■ **Task**: Transcribe every record without leaving anything out or changing a word.

══ Dataset ══

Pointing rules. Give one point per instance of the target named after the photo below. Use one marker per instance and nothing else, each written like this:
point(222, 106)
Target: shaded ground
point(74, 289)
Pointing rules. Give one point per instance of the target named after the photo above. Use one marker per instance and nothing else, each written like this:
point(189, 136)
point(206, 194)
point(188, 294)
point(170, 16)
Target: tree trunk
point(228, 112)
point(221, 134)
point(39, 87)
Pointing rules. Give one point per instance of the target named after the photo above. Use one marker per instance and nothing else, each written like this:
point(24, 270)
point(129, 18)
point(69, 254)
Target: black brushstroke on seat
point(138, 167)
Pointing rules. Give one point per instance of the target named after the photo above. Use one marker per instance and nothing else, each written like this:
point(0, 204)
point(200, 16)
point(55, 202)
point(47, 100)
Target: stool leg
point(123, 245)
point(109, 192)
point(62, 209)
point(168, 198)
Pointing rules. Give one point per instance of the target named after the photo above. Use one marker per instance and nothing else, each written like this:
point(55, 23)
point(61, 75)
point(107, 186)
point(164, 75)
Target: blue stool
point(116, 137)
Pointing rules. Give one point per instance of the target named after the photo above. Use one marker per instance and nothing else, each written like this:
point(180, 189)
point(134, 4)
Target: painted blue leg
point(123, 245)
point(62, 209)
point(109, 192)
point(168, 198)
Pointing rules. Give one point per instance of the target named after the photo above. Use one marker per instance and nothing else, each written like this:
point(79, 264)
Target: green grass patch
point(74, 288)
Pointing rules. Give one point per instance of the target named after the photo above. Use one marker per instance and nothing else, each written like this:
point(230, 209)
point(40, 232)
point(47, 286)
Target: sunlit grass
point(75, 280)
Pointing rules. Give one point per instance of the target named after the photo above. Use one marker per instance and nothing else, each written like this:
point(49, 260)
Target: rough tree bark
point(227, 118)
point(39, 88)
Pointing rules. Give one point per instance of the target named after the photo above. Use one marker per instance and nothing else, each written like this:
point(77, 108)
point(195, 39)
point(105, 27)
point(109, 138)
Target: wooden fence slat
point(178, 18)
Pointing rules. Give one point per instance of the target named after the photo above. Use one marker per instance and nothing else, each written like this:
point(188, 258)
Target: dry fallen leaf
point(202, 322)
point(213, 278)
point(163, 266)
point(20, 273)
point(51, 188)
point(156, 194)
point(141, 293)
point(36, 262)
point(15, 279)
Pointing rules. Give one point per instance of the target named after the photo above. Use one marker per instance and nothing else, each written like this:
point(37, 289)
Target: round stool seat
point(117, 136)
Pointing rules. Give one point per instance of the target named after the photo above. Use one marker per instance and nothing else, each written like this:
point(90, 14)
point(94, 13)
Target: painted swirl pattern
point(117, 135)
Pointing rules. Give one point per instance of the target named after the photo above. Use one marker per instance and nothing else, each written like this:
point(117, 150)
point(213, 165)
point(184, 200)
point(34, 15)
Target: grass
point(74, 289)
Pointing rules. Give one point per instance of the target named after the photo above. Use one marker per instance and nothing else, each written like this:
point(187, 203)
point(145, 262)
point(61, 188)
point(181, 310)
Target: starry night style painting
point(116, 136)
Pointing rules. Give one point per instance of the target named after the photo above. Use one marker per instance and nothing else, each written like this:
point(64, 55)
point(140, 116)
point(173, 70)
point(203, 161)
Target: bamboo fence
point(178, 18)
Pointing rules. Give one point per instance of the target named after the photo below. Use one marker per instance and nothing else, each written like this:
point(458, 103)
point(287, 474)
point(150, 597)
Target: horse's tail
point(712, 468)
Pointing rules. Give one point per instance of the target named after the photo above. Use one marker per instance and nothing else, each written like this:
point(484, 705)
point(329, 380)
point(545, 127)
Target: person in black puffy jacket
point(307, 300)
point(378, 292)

═══

■ **Your response**:
Pointing rules. Give one point per instance of the target named after the photo below. Use one marker per instance and nothing else, each written like this:
point(222, 106)
Target: shaded ground
point(74, 289)
Pointing rules. Give one point per instance of the target named after the photo above. Use one marker per instance and nothing else, each written like this:
point(189, 136)
point(206, 194)
point(188, 294)
point(170, 16)
Target: tree trunk
point(228, 112)
point(221, 134)
point(39, 87)
Pointing rules. Give one point per instance of the target named after the photo above. Use one marker per instance and nothing else, each written like this:
point(24, 270)
point(129, 18)
point(69, 254)
Target: black brushstroke on seat
point(138, 167)
Pointing rules. Give one point per instance of the target named after the photo above. Use one marker per instance and nothing else, each written like this:
point(0, 204)
point(200, 16)
point(55, 202)
point(47, 100)
Target: stool leg
point(123, 245)
point(109, 192)
point(62, 209)
point(168, 198)
Pointing rules. Give one point per instance of the target named after the photo above. Use one marker per instance and nothing else, each written like this:
point(55, 23)
point(61, 75)
point(107, 186)
point(164, 75)
Target: blue stool
point(116, 137)
Pointing rules. Give one point per instance of the target named after the photo above. Use one marker per instance and nothing else, each written like this:
point(180, 189)
point(134, 4)
Target: painted blue leg
point(123, 245)
point(62, 209)
point(109, 192)
point(168, 198)
Pointing rules. Give one point per instance of the target named after the photo above. Use one marker per instance and nothing else, each written like this:
point(79, 264)
Target: green grass patch
point(74, 288)
Pointing rules. Give one point per instance of the target named after the photo above. Use one marker per instance and nothing else, each written like this:
point(230, 209)
point(40, 232)
point(47, 286)
Target: sunlit grass
point(75, 280)
Pointing rules. Give one point per instance of the target named after the photo above. Use one marker per instance and nothing else, each written like this:
point(49, 260)
Target: rough tree bark
point(227, 118)
point(39, 88)
Pointing rules. Give one point per instance of the target named after the photo above. Use one marker per instance and nothing else, each written like this:
point(77, 108)
point(195, 39)
point(105, 27)
point(109, 138)
Target: wooden fence slat
point(178, 18)
Pointing rules. Give one point per instance of the target named after the photo above. Use one marker per instance and nothing else, each written like this:
point(188, 258)
Target: dry fallen leaf
point(202, 322)
point(213, 278)
point(163, 266)
point(20, 273)
point(51, 188)
point(156, 194)
point(141, 293)
point(36, 262)
point(15, 279)
Pointing rules. Give one point per instance of the target named after the photo above. Use one marker per instance and nothing else, each written like this:
point(37, 289)
Target: round stool seat
point(117, 136)
Pointing rules. Give one point per instance of the target named after the photo above. Use one marker per instance and nothing else, each written like this:
point(90, 14)
point(94, 13)
Target: painted swirl pattern
point(117, 135)
Pointing rules. Give one point per instance of the target named after the photo above. Use one marker per instance and nothing else, each written like this:
point(117, 150)
point(213, 165)
point(184, 200)
point(34, 15)
Target: grass
point(74, 289)
Pointing rules. Give one point per instance of the target named after the photo above. Use one marker per instance and nothing else, each written like this:
point(187, 203)
point(145, 262)
point(61, 188)
point(181, 310)
Target: starry night style painting
point(116, 136)
Pointing rules. Give one point per instance of the target named after the photo above. Use one marker per instance and nothing else, each written like this:
point(64, 55)
point(140, 116)
point(173, 70)
point(203, 161)
Target: bamboo fence
point(178, 18)
Pointing rules. Give one point per instance of the target named after the photo below. Use one marker per instance and nothing else, each written like this:
point(458, 103)
point(287, 474)
point(150, 597)
Target: horse's tail
point(712, 468)
Pointing rules. Give one point per instance of the target named after the photo above. Use one marker per instance and nothing else, each written like this:
point(484, 705)
point(329, 380)
point(545, 127)
Target: person in black puffy jacket
point(307, 300)
point(378, 292)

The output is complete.